Aim of the exercise — The pictures are to be left out when the listing below is reproduced word for word.

Exercise materials —
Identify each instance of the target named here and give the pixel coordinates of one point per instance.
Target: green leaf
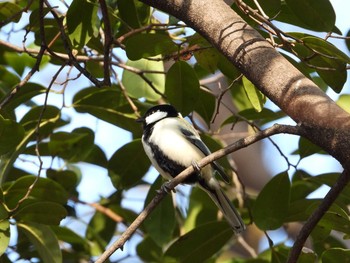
(44, 190)
(307, 148)
(26, 93)
(10, 12)
(328, 60)
(11, 134)
(201, 243)
(301, 186)
(208, 58)
(137, 87)
(4, 235)
(134, 13)
(271, 206)
(317, 15)
(182, 87)
(205, 106)
(48, 213)
(344, 102)
(330, 242)
(152, 45)
(128, 165)
(161, 222)
(68, 179)
(100, 230)
(74, 146)
(50, 119)
(18, 61)
(81, 22)
(44, 240)
(107, 104)
(97, 157)
(67, 235)
(149, 251)
(256, 98)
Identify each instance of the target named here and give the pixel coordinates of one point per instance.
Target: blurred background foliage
(74, 77)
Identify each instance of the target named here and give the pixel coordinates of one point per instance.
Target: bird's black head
(158, 113)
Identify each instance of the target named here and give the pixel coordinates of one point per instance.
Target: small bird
(172, 144)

Your response —
Identify each instance of the target named here and give the pixel coordinates of one point per instance.
Target: green leaf
(44, 190)
(307, 148)
(26, 93)
(10, 12)
(328, 60)
(11, 134)
(201, 243)
(301, 186)
(208, 58)
(137, 87)
(4, 235)
(134, 13)
(271, 206)
(317, 15)
(182, 87)
(205, 106)
(48, 213)
(344, 102)
(330, 242)
(152, 45)
(128, 165)
(161, 222)
(68, 179)
(100, 230)
(74, 146)
(50, 119)
(18, 61)
(81, 22)
(44, 240)
(107, 104)
(97, 157)
(67, 235)
(149, 251)
(256, 98)
Identify each instance of the target named here and give the pixel coordinates of one point per instance.
Target: blurred background foliage
(74, 77)
Identify each instance of the target named here and give the pixel coordinates of one point per instance.
Target: bird's black head
(158, 113)
Identify each instance of the target named here and give the pixel coordinates of one point per instance.
Target: small bird
(172, 144)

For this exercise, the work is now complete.